▸ **Given text**
※ ※ ※
Kansas Reads to Preschoolers Week is November 17-23, highlighting the importance of reading aloud to young children daily.  Our library was honored to be chosen as the site for the statewide kick-off with a special storytime on November 19 at 11:00. First Lady Mary Brownback will read this year’s selected book, Dog’s Colorful Day by Emma Dodd, and children’s librarians will lead other fun songs, rhymes and stories.  Following storytime, we will host “Dog’s Colorful Play Day” during which children can create a dog craft with spots of all colors, play with balloons, games and puzzles related to literacy, colors, shapes, and other early concepts and skills, and take home a free book, courtesy of the Manhattan Library Association and a Ready to Read grant.

The library has thousands of other great picture books to read aloud with young children.  Here are just a few new ones that will spark their imaginations:

A great follow-up to Dog’s Colorful Day is Dog Loves Counting by Louise Yates. Dog counts his way through various animals, finding different traits to count, like the lines on a five-lined skink or the rings on a raccoon’s tail.  Another fun dog story is Chris Raschka’s new Daisy book, Daisy Gets Lost.  Raschka’s illustrations, sometimes described as abstract or “fluid,” blend colors and lines, capturing motion and emotion at the same time. Daisy gets distracted from playing catch and chases a squirrel, leaving her owner behind.  The reuniting hug at the end is a satisfying ending for any dog lover.

David Wiesner, winner of multiple Caldecott Medals, has a new, nearly wordless picture book to please both cat lovers and alien hunters.  Mr. Wuffles! appears to be a typical cat – too lazy to play with the toys his owner buys him, but endlessly watching through cracks in the wall while twitching his tail.  Wiesner shows us what is happening behind Mr. Wuffles’s walls – tiny aliens have landed, and they need help to repair their ship damaged by the cat’s paws.  Enjoy this delightful, playful book as children describe what is happening and what they think the aliens are saying to each other.
※ ※ ※
▸ **Recorded information**

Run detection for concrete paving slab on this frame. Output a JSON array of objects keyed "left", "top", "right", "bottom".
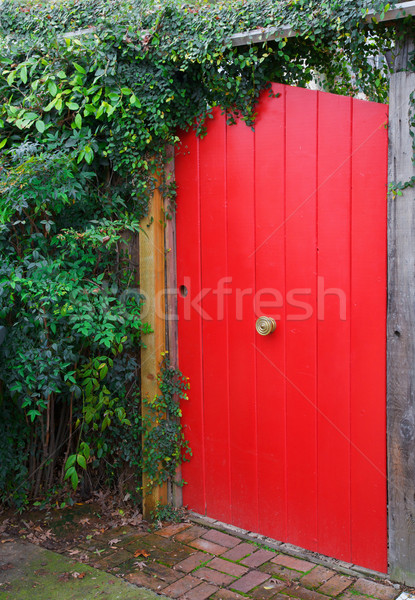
[{"left": 0, "top": 541, "right": 161, "bottom": 600}]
※ ※ ※
Duplicate the passage of the library announcement starting at "The library has" and ending at "any dog lover.".

▸ **Written solution**
The library has thousands of other great picture books to read aloud with young children.  Here are just a few new ones that will spark their imaginations:

A great follow-up to Dog’s Colorful Day is Dog Loves Counting by Louise Yates. Dog counts his way through various animals, finding different traits to count, like the lines on a five-lined skink or the rings on a raccoon’s tail.  Another fun dog story is Chris Raschka’s new Daisy book, Daisy Gets Lost.  Raschka’s illustrations, sometimes described as abstract or “fluid,” blend colors and lines, capturing motion and emotion at the same time. Daisy gets distracted from playing catch and chases a squirrel, leaving her owner behind.  The reuniting hug at the end is a satisfying ending for any dog lover.